** begin **

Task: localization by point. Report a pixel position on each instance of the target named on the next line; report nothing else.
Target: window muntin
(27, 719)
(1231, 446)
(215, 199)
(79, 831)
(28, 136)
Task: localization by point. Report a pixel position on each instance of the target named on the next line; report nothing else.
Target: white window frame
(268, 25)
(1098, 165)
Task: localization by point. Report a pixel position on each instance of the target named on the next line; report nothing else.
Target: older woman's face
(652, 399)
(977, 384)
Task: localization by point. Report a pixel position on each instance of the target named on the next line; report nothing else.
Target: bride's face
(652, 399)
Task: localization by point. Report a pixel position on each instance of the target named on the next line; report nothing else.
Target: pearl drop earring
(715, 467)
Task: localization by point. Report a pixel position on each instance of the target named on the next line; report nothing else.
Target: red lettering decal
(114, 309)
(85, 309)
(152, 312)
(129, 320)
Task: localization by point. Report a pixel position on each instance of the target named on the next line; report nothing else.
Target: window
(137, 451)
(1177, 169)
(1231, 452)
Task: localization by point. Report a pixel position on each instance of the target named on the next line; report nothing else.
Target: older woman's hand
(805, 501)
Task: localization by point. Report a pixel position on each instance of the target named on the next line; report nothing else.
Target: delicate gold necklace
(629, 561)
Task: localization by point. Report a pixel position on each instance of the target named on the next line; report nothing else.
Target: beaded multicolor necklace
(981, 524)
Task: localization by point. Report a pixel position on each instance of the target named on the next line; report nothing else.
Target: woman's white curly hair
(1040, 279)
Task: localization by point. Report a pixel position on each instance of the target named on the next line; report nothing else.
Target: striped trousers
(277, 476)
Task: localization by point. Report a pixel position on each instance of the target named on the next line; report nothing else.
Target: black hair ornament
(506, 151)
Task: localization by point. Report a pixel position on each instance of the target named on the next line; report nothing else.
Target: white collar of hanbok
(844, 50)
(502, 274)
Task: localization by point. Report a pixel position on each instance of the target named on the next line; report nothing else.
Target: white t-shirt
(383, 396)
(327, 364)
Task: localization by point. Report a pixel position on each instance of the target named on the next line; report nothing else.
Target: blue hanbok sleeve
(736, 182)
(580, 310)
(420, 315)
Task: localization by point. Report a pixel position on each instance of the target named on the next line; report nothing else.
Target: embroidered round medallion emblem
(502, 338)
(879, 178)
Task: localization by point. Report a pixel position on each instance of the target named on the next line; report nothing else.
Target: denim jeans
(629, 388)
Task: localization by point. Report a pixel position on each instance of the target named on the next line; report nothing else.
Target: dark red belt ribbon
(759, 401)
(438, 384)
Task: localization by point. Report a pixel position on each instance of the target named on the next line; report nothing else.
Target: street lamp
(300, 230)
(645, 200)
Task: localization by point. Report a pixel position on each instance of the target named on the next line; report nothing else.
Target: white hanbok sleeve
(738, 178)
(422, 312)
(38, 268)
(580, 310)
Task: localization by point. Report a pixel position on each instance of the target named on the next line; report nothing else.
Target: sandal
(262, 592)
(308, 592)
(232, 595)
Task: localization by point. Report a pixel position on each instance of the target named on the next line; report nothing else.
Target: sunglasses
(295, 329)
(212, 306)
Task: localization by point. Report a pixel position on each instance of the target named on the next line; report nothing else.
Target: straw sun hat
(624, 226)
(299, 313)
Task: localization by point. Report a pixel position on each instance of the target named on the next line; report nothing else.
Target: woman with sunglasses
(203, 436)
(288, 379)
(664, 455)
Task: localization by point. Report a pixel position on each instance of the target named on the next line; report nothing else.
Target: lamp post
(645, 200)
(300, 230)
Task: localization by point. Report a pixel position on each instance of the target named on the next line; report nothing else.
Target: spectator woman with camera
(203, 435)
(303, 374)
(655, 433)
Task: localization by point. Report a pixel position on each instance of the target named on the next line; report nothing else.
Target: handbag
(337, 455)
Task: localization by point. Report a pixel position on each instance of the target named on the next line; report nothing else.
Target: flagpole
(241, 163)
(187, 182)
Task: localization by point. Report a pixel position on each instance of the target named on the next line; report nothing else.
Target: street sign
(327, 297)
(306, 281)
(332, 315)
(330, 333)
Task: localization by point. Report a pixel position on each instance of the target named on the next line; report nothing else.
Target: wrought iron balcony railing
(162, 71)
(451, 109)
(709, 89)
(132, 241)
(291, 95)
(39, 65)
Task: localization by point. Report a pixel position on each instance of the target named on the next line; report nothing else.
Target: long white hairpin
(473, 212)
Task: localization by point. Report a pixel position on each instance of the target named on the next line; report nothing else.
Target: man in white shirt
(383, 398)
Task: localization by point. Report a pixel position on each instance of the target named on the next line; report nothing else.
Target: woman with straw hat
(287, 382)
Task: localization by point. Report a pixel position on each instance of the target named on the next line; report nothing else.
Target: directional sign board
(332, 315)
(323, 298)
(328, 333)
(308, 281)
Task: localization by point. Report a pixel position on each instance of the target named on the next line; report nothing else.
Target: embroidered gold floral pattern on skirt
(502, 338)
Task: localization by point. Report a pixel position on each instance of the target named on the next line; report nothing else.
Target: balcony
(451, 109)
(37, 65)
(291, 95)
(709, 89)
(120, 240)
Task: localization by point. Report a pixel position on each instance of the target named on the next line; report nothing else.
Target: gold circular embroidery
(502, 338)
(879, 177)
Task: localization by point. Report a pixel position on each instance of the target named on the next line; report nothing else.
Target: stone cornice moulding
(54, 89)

** end **

[WRITTEN REQUEST]: Rewrite every entry above, substituting "pixel coordinate" for each occurrence of "pixel position" and leaving all other text unchanged.

[RIGHT ANSWER]:
Task: localization by point. Report a pixel coordinate on each instance of the target named on the next line; report nothing else.
Target: window muntin
(27, 719)
(1231, 446)
(215, 199)
(79, 831)
(28, 136)
Task: localization by point. Report a pixel coordinate on each instance of the target named on the next line; report nothing else.
Target: white window frame
(268, 25)
(1098, 165)
Task: localization by point. Report a pixel coordinate on each instance of the target named on the next line; report nothing else.
Target: older woman's face
(652, 399)
(977, 384)
Task: localization by point. Report a pixel coordinate on each instance of the target named on the next line; report nothing else.
Target: bride's face
(652, 399)
Task: localization by point. Report a pixel coordinate on each instance of the target named on the next line; report nothing else.
Target: pearl drop earring
(715, 467)
Task: localization by point. Report a pixel coordinate on each instance of the target named on the next line; report nothing else.
Target: red lettering decal
(114, 309)
(85, 309)
(152, 312)
(129, 320)
Task: localization by point. Report a pixel coordinate on each instance of the target named on the next line; report nothing else.
Target: window
(137, 451)
(1177, 169)
(1231, 452)
Task: localization by point. Report a pixel coordinate on each instance of the target named on the next line; report nothing else.
Target: older woman's hand
(805, 501)
Task: localization by point. Report a pixel coordinate on each instance of the target named on the next line; report nothing else.
Target: delicate gold necklace
(629, 561)
Task: localization by point. Report a pixel coordinate on each instance of the target named on the next line; report nothing else.
Target: beaded multicolor necklace
(981, 524)
Task: localization by point. Report a pixel coordinate on each instance of the target named on the next line; report nothing else.
Target: woman's white curly hair
(1040, 279)
Task: localization by point. Report a pixel coordinate on each instance of the target named on the next line; report nothing else.
Target: striped trousers
(277, 476)
Task: localization by point. Report a pixel coordinate on each instance of the target named on the next line; report nothing else.
Target: black hair ornament
(506, 151)
Task: localization by point. Report a pixel coordinate on each instance of the target named on the next line; report nothing else.
Target: white collar of hanbok
(844, 50)
(502, 274)
Task: localization by point. Report a pixel coordinate on each instance of the target named on the next line; report nothing else.
Target: white t-shirt
(383, 396)
(327, 364)
Task: localization by point. Report a pixel coordinate on each instance of the target named on the next line; report nothing else.
Target: blue hanbok sleeve
(736, 182)
(580, 310)
(420, 315)
Task: localization by point. Report a pixel coordinate on each instance of the target named on the next line; report nothing else.
Target: embroidered round medallion emblem
(502, 338)
(879, 178)
Task: localization by point. Report a pixel coordinate on each instance of the target named on the next line; report nothing else.
Target: denim jeans
(629, 388)
Task: localization by point. Report a pixel coordinate on each instance of the target named on the next line; report nothing else.
Target: dark red belt ribbon
(759, 401)
(438, 384)
Task: localization by point. Report a pixel coordinate on each instance of the target named on the next line; report nothing else.
Target: street lamp
(300, 230)
(645, 200)
Task: localization by point. Report a pixel coordinate on each instance of the target named on the next line; report nothing else.
Target: white hanbok sleeve
(738, 178)
(422, 312)
(38, 268)
(580, 310)
Task: localization by point. Report a pixel coordinate on each instance of the target named on the next line; report nothing else.
Target: sandal
(262, 592)
(308, 592)
(232, 595)
Task: localization by point. Report a pixel coordinate on each instance of the target named on the next line; report nothing else.
Target: sunglasses
(295, 329)
(212, 306)
Task: localization by point. Report a pixel coordinate on each instance of the target named on the next line; report nothing else.
Target: straw sun hat
(624, 226)
(299, 313)
Task: localization by point. Report a pixel coordinate on each instance of the target named on the next line; report nothing else.
Target: woman with sunglasses
(203, 436)
(288, 379)
(664, 455)
Task: localization by point. Report a pixel coordinate on each instance of the target named on the next line; report nothing else.
Target: lamp post
(645, 200)
(300, 230)
Task: localization by point. Report a pixel coordinate on each instance of the target named on the next line; report nothing else.
Target: spectator woman with camera
(203, 435)
(303, 374)
(655, 433)
Task: localization by point. Report a pixel coordinate on each instance of the target named on the next line; report nothing else.
Target: handbag
(337, 455)
Task: localization by point. Report a pixel coordinate on each instance of the target named on the next line; report nothing else.
Target: flagpole
(241, 163)
(187, 182)
Task: localization by point. Report a pixel coordinate on each instance of the target named on the next line; report nothing else.
Target: street sign
(327, 297)
(306, 281)
(332, 315)
(330, 333)
Task: localization by point. Report a pixel coordinate on each instance of the target named on the next line; report nothing else.
Target: wrought iron balcony railing
(162, 71)
(451, 109)
(709, 89)
(132, 241)
(291, 95)
(39, 65)
Task: localization by point. Report a pixel coordinate on each instance of the target named on the next line; report nothing else.
Target: long white hairpin
(473, 212)
Task: localization by point. Report a pixel coordinate on each instance of the target named on the next line; report nothing else.
Target: man in white shirt
(383, 398)
Task: localization by point. Report a pixel coordinate on each instance of the target named on the next line; report nothing else.
Target: woman with straw hat
(287, 382)
Task: localization by point. Report a pixel coordinate on each instance of the target named on the next line; report nothing else.
Target: directional sign board
(332, 315)
(323, 298)
(328, 333)
(308, 281)
Task: localization by point. Report a pixel coordinate on each instance of the target named on the next line; report nothing else.
Target: embroidered gold floral pattern on skirt
(502, 338)
Task: localization by point. Report a pixel coordinate on each instance of the target named on the next line; report nothing else.
Target: balcony
(451, 109)
(37, 65)
(291, 95)
(709, 89)
(120, 240)
Task: localization by point. Report a pixel coordinate on each instance of the target named on the next line; report nothing else.
Target: gold circular embroidery
(502, 338)
(879, 177)
Task: localization by point. Report a pixel coordinate on each instance of the target named on the next line; report nothing else.
Target: stone cornice moulding
(54, 89)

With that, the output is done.